* _INSTRUCTIONS FOR THE TASK_
Please retype all the data below exactly, line for line.

[Point-per-instance localization data]
*-*-*

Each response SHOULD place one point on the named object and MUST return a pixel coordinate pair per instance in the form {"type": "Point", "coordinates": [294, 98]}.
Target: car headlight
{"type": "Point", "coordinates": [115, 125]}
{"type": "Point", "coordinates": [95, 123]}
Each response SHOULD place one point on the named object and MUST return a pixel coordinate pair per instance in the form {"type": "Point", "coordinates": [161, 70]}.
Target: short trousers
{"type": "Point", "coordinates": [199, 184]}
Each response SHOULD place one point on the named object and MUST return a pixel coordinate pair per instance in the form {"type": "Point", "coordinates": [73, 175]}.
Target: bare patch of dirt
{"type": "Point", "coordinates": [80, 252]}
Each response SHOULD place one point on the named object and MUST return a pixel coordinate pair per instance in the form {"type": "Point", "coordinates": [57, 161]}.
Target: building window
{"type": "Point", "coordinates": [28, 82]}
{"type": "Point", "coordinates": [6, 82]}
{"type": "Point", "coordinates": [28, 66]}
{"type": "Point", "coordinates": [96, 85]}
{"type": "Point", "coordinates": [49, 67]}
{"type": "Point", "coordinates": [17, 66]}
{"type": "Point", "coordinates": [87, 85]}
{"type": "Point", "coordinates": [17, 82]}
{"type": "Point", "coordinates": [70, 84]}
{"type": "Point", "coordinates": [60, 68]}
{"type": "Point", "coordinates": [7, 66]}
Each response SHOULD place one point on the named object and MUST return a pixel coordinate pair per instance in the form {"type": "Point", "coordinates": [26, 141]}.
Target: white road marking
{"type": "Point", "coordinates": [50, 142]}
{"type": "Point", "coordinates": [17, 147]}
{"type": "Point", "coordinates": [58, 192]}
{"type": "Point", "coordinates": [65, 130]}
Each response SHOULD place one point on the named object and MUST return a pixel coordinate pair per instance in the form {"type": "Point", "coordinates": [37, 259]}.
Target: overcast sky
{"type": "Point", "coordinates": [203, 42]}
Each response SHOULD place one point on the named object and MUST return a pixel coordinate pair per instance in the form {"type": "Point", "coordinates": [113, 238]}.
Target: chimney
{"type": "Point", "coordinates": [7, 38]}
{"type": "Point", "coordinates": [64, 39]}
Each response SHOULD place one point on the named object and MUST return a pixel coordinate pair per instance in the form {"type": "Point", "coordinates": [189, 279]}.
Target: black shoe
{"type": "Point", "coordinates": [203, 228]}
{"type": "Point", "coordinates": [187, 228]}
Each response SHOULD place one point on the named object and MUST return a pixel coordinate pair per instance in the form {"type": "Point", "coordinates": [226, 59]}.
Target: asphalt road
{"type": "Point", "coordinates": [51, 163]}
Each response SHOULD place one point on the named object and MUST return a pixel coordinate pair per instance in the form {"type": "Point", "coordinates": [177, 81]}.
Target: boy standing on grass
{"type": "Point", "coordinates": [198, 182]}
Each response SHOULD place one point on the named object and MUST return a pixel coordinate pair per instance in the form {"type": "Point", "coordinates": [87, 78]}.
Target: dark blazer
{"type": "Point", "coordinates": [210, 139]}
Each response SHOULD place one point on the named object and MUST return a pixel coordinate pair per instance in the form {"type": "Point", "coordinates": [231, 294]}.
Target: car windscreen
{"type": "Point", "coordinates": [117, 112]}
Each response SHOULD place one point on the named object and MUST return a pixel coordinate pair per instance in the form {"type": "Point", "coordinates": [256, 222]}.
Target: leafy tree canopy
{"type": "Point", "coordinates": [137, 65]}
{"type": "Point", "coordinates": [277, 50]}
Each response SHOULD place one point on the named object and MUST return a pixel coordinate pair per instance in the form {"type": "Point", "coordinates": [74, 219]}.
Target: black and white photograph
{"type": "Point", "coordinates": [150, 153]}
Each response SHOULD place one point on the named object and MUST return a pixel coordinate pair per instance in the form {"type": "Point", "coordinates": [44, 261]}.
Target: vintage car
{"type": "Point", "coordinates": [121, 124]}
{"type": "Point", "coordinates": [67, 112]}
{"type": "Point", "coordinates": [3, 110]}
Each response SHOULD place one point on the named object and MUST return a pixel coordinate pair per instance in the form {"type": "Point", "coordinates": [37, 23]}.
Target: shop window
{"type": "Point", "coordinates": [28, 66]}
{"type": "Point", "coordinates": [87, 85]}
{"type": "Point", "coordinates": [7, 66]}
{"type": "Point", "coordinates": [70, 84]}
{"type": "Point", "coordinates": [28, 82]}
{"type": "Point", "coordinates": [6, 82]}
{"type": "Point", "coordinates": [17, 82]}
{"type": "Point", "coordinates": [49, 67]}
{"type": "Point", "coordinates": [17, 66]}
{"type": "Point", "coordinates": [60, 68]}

*-*-*

* _RESULT FOR THIS EXERCISE_
Each response SHOULD place one point on the named object and MUST return a pixel coordinate pair per instance in the form {"type": "Point", "coordinates": [294, 98]}.
Target: car headlight
{"type": "Point", "coordinates": [115, 125]}
{"type": "Point", "coordinates": [95, 123]}
Each response SHOULD place one point on the named object and MUST return a pixel coordinate pair per instance in the form {"type": "Point", "coordinates": [161, 70]}.
Target: short trousers
{"type": "Point", "coordinates": [199, 184]}
Each response SHOULD place one point on the named object and MUST return a pixel coordinate pair per instance in the form {"type": "Point", "coordinates": [73, 175]}.
Target: bare patch of dirt
{"type": "Point", "coordinates": [80, 252]}
Each response SHOULD place one point on the named object and MUST return a pixel coordinate pair per instance in the form {"type": "Point", "coordinates": [57, 161]}.
Target: building window
{"type": "Point", "coordinates": [28, 82]}
{"type": "Point", "coordinates": [6, 82]}
{"type": "Point", "coordinates": [28, 66]}
{"type": "Point", "coordinates": [96, 85]}
{"type": "Point", "coordinates": [49, 67]}
{"type": "Point", "coordinates": [17, 66]}
{"type": "Point", "coordinates": [87, 85]}
{"type": "Point", "coordinates": [17, 82]}
{"type": "Point", "coordinates": [70, 84]}
{"type": "Point", "coordinates": [60, 68]}
{"type": "Point", "coordinates": [7, 66]}
Each response SHOULD place one point on the named object and MUST return a pixel coordinate pair per instance in the form {"type": "Point", "coordinates": [26, 141]}.
Target: white road marking
{"type": "Point", "coordinates": [50, 142]}
{"type": "Point", "coordinates": [17, 147]}
{"type": "Point", "coordinates": [58, 192]}
{"type": "Point", "coordinates": [65, 130]}
Each response SHOULD place one point on the named object and MUST return a pixel coordinate pair per instance in the form {"type": "Point", "coordinates": [37, 259]}.
Target: overcast sky
{"type": "Point", "coordinates": [203, 42]}
Each response SHOULD place one point on the named object and MUST return a pixel coordinate pair per instance in the form {"type": "Point", "coordinates": [113, 238]}.
Target: chimney
{"type": "Point", "coordinates": [7, 38]}
{"type": "Point", "coordinates": [64, 39]}
Each response SHOULD place one point on the named object and MUST return a pixel coordinate pair per instance in the form {"type": "Point", "coordinates": [189, 279]}.
Target: black shoe
{"type": "Point", "coordinates": [203, 228]}
{"type": "Point", "coordinates": [187, 228]}
Each response SHOULD place one point on the named object and MUST return a pixel coordinate pair per instance in the form {"type": "Point", "coordinates": [226, 59]}.
Target: asphalt road
{"type": "Point", "coordinates": [51, 163]}
Each response SHOULD place one point on the named object and MUST return a pixel coordinate pair per instance in the form {"type": "Point", "coordinates": [177, 81]}.
Target: boy standing on grass
{"type": "Point", "coordinates": [198, 182]}
Each response SHOULD place one point on the named object and MUST return a pixel coordinate pair per instance in the form {"type": "Point", "coordinates": [87, 78]}.
Target: dark blazer
{"type": "Point", "coordinates": [210, 139]}
Each response SHOULD place one point on the named object and MUST return a pixel coordinate pair per instance in the form {"type": "Point", "coordinates": [231, 294]}.
Target: car windscreen
{"type": "Point", "coordinates": [117, 112]}
Each response SHOULD place one point on the named object and MUST return a pixel coordinate pair per instance in the form {"type": "Point", "coordinates": [256, 222]}.
Target: leafy tree canopy
{"type": "Point", "coordinates": [137, 65]}
{"type": "Point", "coordinates": [277, 50]}
Each response SHOULD place one point on the named object and MUST return a pixel coordinate pair per instance in the form {"type": "Point", "coordinates": [74, 219]}.
Target: black and white photograph
{"type": "Point", "coordinates": [150, 153]}
Each response SHOULD place one point on the named object and MUST return a pixel coordinate pair per instance in the form {"type": "Point", "coordinates": [44, 261]}.
Target: vintage car
{"type": "Point", "coordinates": [121, 124]}
{"type": "Point", "coordinates": [67, 112]}
{"type": "Point", "coordinates": [3, 110]}
Each response SHOULD place one point on the named object and MUST return a pixel coordinate pair per instance in the form {"type": "Point", "coordinates": [37, 23]}.
Target: shop window
{"type": "Point", "coordinates": [28, 66]}
{"type": "Point", "coordinates": [87, 85]}
{"type": "Point", "coordinates": [7, 66]}
{"type": "Point", "coordinates": [70, 84]}
{"type": "Point", "coordinates": [28, 82]}
{"type": "Point", "coordinates": [6, 82]}
{"type": "Point", "coordinates": [17, 82]}
{"type": "Point", "coordinates": [49, 67]}
{"type": "Point", "coordinates": [17, 66]}
{"type": "Point", "coordinates": [60, 68]}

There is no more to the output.